**Selection**

________________

RE: IBGP redistribution

From: Jason Sinclair (sinclairj@xxxxxxxxxxxxxxx)
Date: Thu Mar 14 2002 - 23:18:12 GMT-3


   
Henry,

Remember that IGP is some internal routing protocol. The reason that we have
synch is so that we know that if we advertise a route via BGP (either iBGP
or eBGP) we can reach that route internally. If you have a full iBGP mesh
then you can disable synch as you know that you can internally reach that
prefix. Remember also that you may have one single border router running
eBGP and not have internal BGP speakers, hence you may redistribute your
eBGP learnt routes to your IGP. (a better setup would be to have a default
out and not use BGP in this case). Another scenario would be as follows:

RtrA
(AS200)---------------RtrB(AS300)-------------RtrC(AS300)-------------Rtr4(N
o BGP)
                        EBGP IBGP
IGP

If you have a prefix on 4 that you want 3 to advertise your prefix must be
in the IGP table (or synch disabled) for BGP to advertise the route. Does
this sort of clear this up?

________________

Rows from a dataset
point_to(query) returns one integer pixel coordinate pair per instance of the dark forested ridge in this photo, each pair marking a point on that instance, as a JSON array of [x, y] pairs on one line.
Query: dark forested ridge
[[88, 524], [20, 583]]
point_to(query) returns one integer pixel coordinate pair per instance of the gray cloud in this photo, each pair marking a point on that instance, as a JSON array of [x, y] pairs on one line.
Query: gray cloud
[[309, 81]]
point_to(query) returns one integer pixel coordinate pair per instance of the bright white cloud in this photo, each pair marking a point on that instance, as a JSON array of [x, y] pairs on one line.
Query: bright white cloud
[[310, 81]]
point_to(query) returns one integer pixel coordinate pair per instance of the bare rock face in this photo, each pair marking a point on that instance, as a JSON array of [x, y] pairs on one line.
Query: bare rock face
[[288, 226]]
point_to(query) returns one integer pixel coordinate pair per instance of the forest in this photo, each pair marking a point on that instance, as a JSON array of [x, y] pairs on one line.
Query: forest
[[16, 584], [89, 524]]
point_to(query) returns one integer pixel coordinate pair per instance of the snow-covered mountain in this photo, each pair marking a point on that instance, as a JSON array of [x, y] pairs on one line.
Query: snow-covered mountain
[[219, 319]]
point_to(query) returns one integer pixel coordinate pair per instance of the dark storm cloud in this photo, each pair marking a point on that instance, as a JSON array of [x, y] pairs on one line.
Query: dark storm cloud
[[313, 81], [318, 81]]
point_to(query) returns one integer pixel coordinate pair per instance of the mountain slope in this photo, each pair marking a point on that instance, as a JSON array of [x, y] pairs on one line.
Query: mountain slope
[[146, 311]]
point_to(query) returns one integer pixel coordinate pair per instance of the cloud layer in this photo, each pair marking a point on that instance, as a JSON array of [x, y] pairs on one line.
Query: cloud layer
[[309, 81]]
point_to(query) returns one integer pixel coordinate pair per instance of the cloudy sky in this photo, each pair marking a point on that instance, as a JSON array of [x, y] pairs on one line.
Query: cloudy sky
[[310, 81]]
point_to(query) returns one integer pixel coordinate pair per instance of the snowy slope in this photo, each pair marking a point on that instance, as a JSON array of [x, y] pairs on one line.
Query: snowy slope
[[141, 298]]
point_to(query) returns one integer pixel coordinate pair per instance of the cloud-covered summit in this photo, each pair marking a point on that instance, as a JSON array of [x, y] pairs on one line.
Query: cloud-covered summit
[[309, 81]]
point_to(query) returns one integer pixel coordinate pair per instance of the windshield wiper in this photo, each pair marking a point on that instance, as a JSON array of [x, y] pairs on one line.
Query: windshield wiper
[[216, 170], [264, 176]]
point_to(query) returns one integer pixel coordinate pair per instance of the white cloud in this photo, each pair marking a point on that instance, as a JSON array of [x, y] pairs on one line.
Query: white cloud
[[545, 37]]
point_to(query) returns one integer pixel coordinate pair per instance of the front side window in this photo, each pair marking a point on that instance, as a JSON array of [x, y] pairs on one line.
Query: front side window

________________

**Task set**
• a. List every routing protocol abbreviation that appears in the BGP synchronization post.
• b. Please rewrite the paragraph of the BGP synchronization post that begins "Remember that IGP is some internal routing protocol" as a short bulleted list that keeps its main facts.
You can complete the tasks without the rows.

**Results in order**
• a. IGP, BGP, iBGP, eBGP

• b.
- IGP is an internal routing protocol.
- Synchronization ensures that a route advertised via BGP (iBGP or eBGP) can be reached internally.
- With a full iBGP mesh, synchronization can be disabled, because the prefix is known to be internally reachable.
- A network may have a single border router running eBGP and no internal BGP speakers. In that case, routes learned through eBGP may be redistributed into the IGP.
- A better setup in that case would be to have a default out and not use BGP.